▶ [INSTRUCTIONS FOR THE TASK]
Rewrite every line from the one that contains "Practice step: point at the sand" through the one that contains "(1346, 381)", requests included, and multiply each coordinate in the answers by 1.2, rounding to whole numbers with halves rounded up. Give only those lines.

◆ ◆ ◆ ◆ ◆

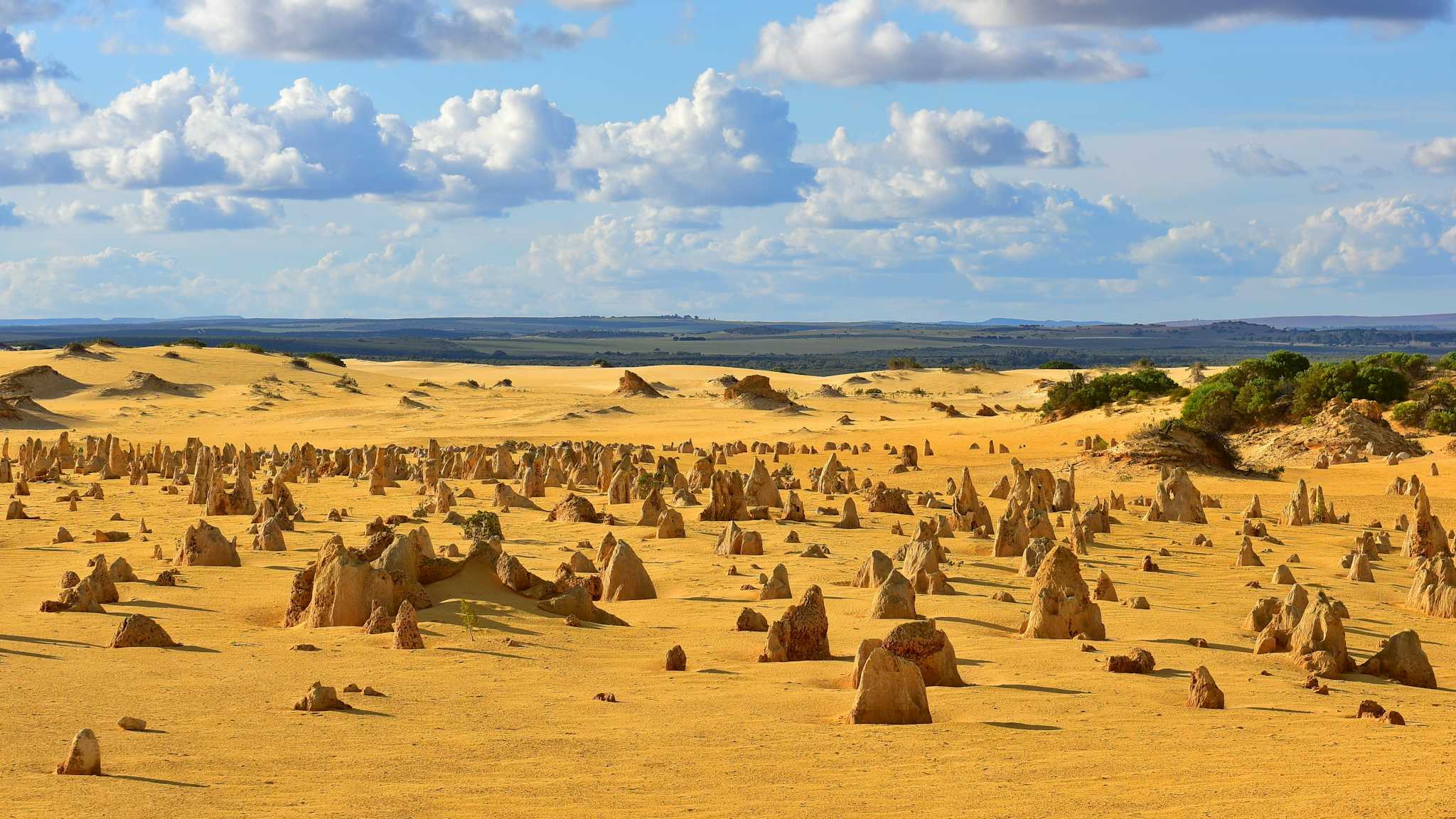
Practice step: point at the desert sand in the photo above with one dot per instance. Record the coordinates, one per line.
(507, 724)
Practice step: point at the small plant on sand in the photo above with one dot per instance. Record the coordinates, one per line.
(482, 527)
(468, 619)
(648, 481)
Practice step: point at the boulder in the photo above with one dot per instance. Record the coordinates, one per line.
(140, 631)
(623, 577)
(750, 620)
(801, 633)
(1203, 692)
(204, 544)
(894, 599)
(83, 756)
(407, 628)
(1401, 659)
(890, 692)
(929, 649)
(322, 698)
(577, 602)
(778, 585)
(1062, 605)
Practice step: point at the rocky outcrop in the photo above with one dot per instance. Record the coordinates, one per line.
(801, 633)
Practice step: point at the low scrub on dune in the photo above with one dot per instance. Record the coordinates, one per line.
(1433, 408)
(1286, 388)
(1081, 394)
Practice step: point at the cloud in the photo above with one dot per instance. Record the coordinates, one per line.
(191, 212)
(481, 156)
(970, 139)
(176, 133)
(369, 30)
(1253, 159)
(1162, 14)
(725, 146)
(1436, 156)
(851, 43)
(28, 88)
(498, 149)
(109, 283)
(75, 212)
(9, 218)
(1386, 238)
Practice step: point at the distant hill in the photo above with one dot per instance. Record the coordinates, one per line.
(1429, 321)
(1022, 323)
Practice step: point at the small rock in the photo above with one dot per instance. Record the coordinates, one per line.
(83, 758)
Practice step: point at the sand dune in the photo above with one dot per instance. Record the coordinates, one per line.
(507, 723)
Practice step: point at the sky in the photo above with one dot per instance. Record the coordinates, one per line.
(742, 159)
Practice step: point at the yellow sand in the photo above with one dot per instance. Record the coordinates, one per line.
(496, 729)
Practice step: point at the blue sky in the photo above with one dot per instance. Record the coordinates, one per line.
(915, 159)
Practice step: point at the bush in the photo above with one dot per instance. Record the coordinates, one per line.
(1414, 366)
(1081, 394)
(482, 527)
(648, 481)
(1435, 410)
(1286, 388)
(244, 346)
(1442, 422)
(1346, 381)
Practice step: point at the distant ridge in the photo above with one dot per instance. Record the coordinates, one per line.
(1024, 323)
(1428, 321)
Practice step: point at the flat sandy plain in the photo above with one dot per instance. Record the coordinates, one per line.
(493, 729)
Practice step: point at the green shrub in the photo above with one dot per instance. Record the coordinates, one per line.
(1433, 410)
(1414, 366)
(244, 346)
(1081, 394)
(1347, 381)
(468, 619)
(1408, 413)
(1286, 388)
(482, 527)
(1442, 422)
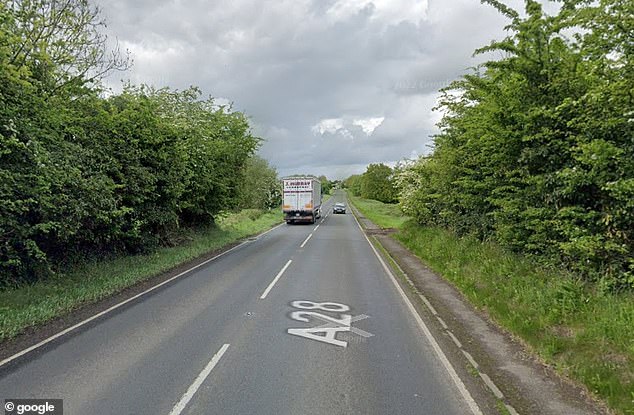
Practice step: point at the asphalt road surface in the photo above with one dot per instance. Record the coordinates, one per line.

◆ ◆ ◆ ◆ ◆

▶ [RESPONSE TO THIS TASK]
Practice step: point at the sand dune in the photo above with one dot per instance. Record the coordinates, one per line.
(608, 868)
Practice step: point at the sky in the photo above with one dot per instance. Record the coordinates, one per line.
(890, 191)
Practice step: point at the yellow sand in the photo above with one dot per instance. Record the coordinates, one per line.
(595, 875)
Practice step: point at the blue sky in the photo above with one dot per instance. Record the coordinates, one per line.
(1098, 191)
Practice step: point at the bush in the photo above with one dot per instance. Record the coordinates, one per line.
(1697, 439)
(1297, 473)
(578, 632)
(778, 577)
(1722, 492)
(1543, 466)
(293, 415)
(1730, 506)
(1615, 457)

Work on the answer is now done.